### TEXT EXTRACT
--- START ---

The training of pastors has not been, for most of the history of the Reformed churches, a strictly or solely ecclesiastical function. In the Reformation the ministers were trained in universities with a BA and often an MA. More often than not they simply had a good liberal arts education. Later, with the rise of Protestant academies, something like seminaries began to take shape, but they were theology faculties in universities which were parallel to the Roman theology faculties. 

In the 19th and 20th centuries, as the Enlightenment captured the universities, the theology faculties were either exiled or turned into Religion (sociology) departments or eliminated. 

That WTS came into existence in 1929, as it did was partly a matter of principle -- Machen argued that the spirituality of the church precluded the church teaching Greek and history etc -- and partly a matter of pragmatics. Most of the orthodox men at Old Princeton believed they had to leave in order to fulfill their vocation but they couldn't do so with ecclesiastical sanction because the PCUSA had, in large measure, turned against them. 

Thus, in the 20th century, for the most part, conservative evangelical and Reformed seminaries have been more or less in exile. 

As I've mentioned, all our faculty at WSC are ministers and we fulfill our ministries as teachers her under the oversight of consistories, sessions, presbyteries, and classes.

We're the seminary to begin to arrogate to itself the functions of the church, that would be highly problematic. This is why I refused to help administer communion at Wheaton when I taught there. A school has no business administering holy communion! Likewise, I refuse to treat ETS as if it were so quasi-synodical body. It's no such thing. It's a gathering of "evangelical" (whatever that might mean) scholars and no more.


----------

--- END ---

### EXERCISE SET
A. Echo the passage about pastor training word for word, beginning at the words "The training of" and stopping after "departments or eliminated.".
B. Does the passage about pastor training support each statement below? Answer yes or no for each, and quote the words that decide it.
(i) During the Reformation, ministers were trained in universities.
(ii) WTS was founded with the sanction of the PCUSA.
(iii) The writer helped administer communion at Wheaton.
C. According to the passage about pastor training, why did the writer refuse to help administer communion at Wheaton? Answer in one to three sentences.
Rely only on the passage about pastor training.

### DATA LISTING
--- START ---

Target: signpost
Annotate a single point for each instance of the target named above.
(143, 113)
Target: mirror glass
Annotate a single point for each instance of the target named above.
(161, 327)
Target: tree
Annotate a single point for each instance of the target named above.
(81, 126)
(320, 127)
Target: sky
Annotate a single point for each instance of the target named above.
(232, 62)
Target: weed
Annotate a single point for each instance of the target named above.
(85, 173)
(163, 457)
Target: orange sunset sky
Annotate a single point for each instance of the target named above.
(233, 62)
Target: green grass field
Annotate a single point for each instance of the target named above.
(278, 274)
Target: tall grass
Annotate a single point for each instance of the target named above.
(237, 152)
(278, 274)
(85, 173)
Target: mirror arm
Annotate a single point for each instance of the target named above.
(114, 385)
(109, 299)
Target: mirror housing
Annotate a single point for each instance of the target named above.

--- END ---

### RESPONSES TO THE EXERCISE
A.
The training of pastors has not been, for most of the history of the Reformed churches, a strictly or solely ecclesiastical function. In the Reformation the ministers were trained in universities with a BA and often an MA. More often than not they simply had a good liberal arts education. Later, with the rise of Protestant academies, something like seminaries began to take shape, but they were theology faculties in universities which were parallel to the Roman theology faculties. 

In the 19th and 20th centuries, as the Enlightenment captured the universities, the theology faculties were either exiled or turned into Religion (sociology) departments or eliminated.

B.
(i) Yes: "In the Reformation the ministers were trained in universities with a BA and often an MA."
(ii) No: "they couldn't do so with ecclesiastical sanction because the PCUSA had, in large measure, turned against them."
(iii) No: "This is why I refused to help administer communion at Wheaton when I taught there."

C. The writer holds that it would be highly problematic for a seminary to take on the functions of the church. In the writer's words, a school has no business administering holy communion.